Work to complete: The entries are to be returned exactly, with images left out.

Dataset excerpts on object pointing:

--- begin ---

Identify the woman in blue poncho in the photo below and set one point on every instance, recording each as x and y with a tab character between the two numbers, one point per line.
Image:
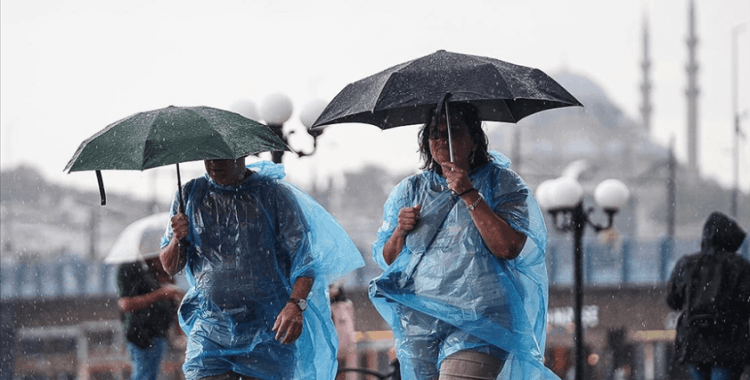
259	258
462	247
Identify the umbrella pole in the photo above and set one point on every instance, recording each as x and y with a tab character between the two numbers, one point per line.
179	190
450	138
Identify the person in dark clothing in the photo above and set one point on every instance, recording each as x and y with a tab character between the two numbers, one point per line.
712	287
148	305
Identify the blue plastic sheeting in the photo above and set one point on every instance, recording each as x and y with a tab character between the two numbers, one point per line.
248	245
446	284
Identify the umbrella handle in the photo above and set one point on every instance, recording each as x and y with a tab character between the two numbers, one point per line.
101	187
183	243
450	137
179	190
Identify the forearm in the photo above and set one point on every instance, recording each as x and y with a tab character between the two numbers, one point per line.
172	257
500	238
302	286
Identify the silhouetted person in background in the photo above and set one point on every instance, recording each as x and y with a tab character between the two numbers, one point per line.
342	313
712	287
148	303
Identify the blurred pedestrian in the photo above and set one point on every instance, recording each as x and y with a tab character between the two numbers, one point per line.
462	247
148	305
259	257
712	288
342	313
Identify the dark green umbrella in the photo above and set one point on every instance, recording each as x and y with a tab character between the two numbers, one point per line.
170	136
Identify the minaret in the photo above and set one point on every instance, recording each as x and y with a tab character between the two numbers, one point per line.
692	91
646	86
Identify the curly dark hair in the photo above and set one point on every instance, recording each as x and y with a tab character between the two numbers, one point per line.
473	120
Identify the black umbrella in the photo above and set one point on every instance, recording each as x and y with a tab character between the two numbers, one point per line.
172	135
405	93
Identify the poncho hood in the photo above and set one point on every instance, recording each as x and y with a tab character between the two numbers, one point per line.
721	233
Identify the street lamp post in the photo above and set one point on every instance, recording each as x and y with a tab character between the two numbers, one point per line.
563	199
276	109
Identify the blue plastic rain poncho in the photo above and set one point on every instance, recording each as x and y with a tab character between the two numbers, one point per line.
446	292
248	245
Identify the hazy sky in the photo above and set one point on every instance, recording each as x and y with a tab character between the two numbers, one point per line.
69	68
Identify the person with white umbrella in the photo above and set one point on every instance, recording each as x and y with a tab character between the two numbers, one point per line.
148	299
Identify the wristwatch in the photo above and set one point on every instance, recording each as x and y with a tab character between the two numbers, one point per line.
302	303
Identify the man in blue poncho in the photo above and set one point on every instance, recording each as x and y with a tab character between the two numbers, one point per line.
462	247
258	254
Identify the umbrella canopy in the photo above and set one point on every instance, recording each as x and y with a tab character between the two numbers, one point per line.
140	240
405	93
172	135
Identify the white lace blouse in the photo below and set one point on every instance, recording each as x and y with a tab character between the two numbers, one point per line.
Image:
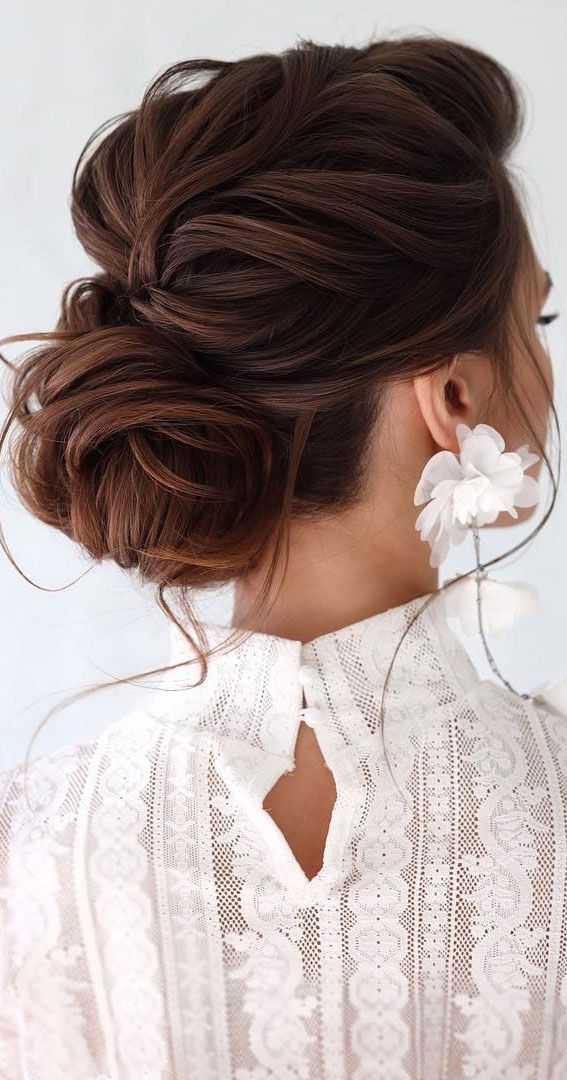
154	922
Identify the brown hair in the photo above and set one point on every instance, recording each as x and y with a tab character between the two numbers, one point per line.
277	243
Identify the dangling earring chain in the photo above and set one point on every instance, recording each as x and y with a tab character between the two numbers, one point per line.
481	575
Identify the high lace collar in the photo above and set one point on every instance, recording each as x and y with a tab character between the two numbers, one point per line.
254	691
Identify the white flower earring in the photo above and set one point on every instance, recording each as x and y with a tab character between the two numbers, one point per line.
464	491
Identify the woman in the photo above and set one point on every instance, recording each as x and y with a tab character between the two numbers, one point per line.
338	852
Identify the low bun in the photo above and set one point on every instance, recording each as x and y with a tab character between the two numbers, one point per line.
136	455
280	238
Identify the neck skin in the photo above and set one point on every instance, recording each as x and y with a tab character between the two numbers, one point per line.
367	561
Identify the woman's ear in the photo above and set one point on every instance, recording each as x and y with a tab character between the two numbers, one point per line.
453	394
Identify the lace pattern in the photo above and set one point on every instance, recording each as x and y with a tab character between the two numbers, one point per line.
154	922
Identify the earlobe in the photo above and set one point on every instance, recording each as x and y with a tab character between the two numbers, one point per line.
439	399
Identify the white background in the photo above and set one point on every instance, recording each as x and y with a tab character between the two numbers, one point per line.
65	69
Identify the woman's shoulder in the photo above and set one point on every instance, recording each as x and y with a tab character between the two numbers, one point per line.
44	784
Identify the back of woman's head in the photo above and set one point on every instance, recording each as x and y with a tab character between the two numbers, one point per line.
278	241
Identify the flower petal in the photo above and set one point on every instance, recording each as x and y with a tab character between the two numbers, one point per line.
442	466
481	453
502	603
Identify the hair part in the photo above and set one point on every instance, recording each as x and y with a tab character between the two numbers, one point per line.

--- end ---

Exercise response:
Identify the woman in blue poncho in the photo below and set one point on every instance, recording each as x and y with a tab character between the two numbers, one point per line.
Image:
259	258
462	247
Identify the umbrella pole in the photo above and set one point on every instance, recording each as x and y with a tab character between the two numbers, one point per line.
179	190
450	138
Identify the person in dark clothing in the photo above and set one point on every instance, recording each as x and y with a tab character between the two numbers, one point per line.
712	287
148	305
Identify the blue plastic sheeting in the photo above and set one point on every instance, recording each as x and y with a tab character between the two numbers, one point per line.
248	245
446	284
Identify the umbrella handle in the photo above and set one point on every instance, recording each as x and y with a tab character between the two numbers, one point per line.
101	187
183	243
450	137
179	190
Identify the forearm in the photo above and set one point on every instance, recording each as x and y with a tab character between the two numbers, one point per line.
172	257
500	238
302	286
Identify the silhouetted person in background in the photo above and set one point on every instance, recording each as x and y with a tab character between the two numbers, one point per line.
342	313
712	287
148	303
Identify the blurred pedestrian in the photo above and set one point on every instance, recording each as x and y with a tab character between the two numbers, one point per line.
462	247
148	305
259	257
712	288
342	313
Identify the dark green umbrella in the photo above and set one point on every instance, recording each as x and y with a tab character between the two numbers, one point per line.
170	136
Identify the minaret in the photo above and set one point on every instance, recording each as x and y with a tab character between the two numbers, one point per line.
692	91
646	86
Identify the curly dark hair in the photo above and set one point on every instance, recording each as x and y with a tab character between the two numbers, one point per line.
473	120
Identify the black umbrella in the photo above and set one point on every instance, recording each as x and y with a tab character between the two numbers, one point per line.
172	135
405	93
Identify the poncho hood in the photo above and set one point on every instance, recording each as x and y with a tab character between the two numbers, one point per line.
721	233
Identify the street lamp post in the photo above and set one point on every instance, recording each as x and y with a tab character between the two numbers, one point per line.
563	199
276	109
Identify the blue plastic rain poncho in the photo above and set one point on every instance, recording each as x and y with a tab character between the two numbers, one point per line.
446	292
248	245
Identify the hazy sky in the photo above and set one point on every instance, recording each as x and y with a tab character between the two numbers, one point per line.
69	68
Identify the person with white umbrella in the photo above and set one point on every instance, recording each as x and y with a tab character between the two numbers, one point per line.
148	299
Identify the wristwatch in the photo above and set one point on every instance, recording each as x and y with a tab character between the two numbers, one point per line.
302	303
Identify the man in blue poncho in the photo above and set one point on every instance, recording each as x and y with a tab character between the two numbers, one point per line.
462	247
258	254
Identify the umbrella canopy in the photo above and set one point on every instance, recording each as x and y with a tab character between the two numbers, one point per line.
140	240
405	93
172	135
Identify the white lace blouse in the photo below and set one point on every instance, recording each as x and y with a tab character between the two numbers, one point per line.
Image:
154	922
Identify the brown hair in the photo above and set one point on every instance, recording each as x and y with a tab character between the two numbers, one point per line.
277	243
Identify the dangling earring chain in the photo above and set one point on every instance, recording each as x and y with a tab character between the two numbers, one point per line.
481	575
Identify the high lace collar in the photo above and set one point on every instance, recording each as x and y with a tab character between the two numbers, one point per line.
254	691
Identify the white flower earring in the photo above and set one point on every instance, recording each as x and y with a tab character between the two numbers, one point per line.
464	491
Identify the woman in the photo above and set one point on every instance, recording each as x and y with a tab character between the two numbers, one point per line.
338	852
Identify the low bun in the photo above and set one point on every instance, recording each as x and y with a tab character between the two numbers, one point per line.
136	455
280	238
Identify the neck skin in the photo above and set one point on every instance, recording each as x and y with a tab character between the two numbers, one point per line.
367	561
Identify the woman's ear in the photo above and set one point on every instance, recording each as x and y with a tab character between the two numbers, one point per line.
453	394
Identify the lace pattern in the photo above and set one point on every instance, recording each as x and y with a tab character between the two numbers, one point per line.
154	922
Identify the earlobe in the photo above and set one point on every instance, recording each as x and y with a tab character between the two numbers, one point per line.
439	399
Identify the white background in the photo above and set one point on every instance, recording each as x and y with a tab character between the two numbers, one point per line.
65	69
Identify the woman's shoulder in the photo above and set one point on every instance, recording each as x and y with a tab character between the two numbers, one point per line.
44	784
Identify the back of woman's head in the photo above and set one point on every instance, recording each as x and y with a tab character between the two numbers, one point per line.
278	241
Identify the flower petal in the photo above and set one point on every instance, recording each as x and y with a tab character between the two numbers, one point per line.
442	466
481	453
502	603
Identify the hair part in the photo above and set one point on every instance, recording each as x and y with a tab character between the two numbers, one point per line.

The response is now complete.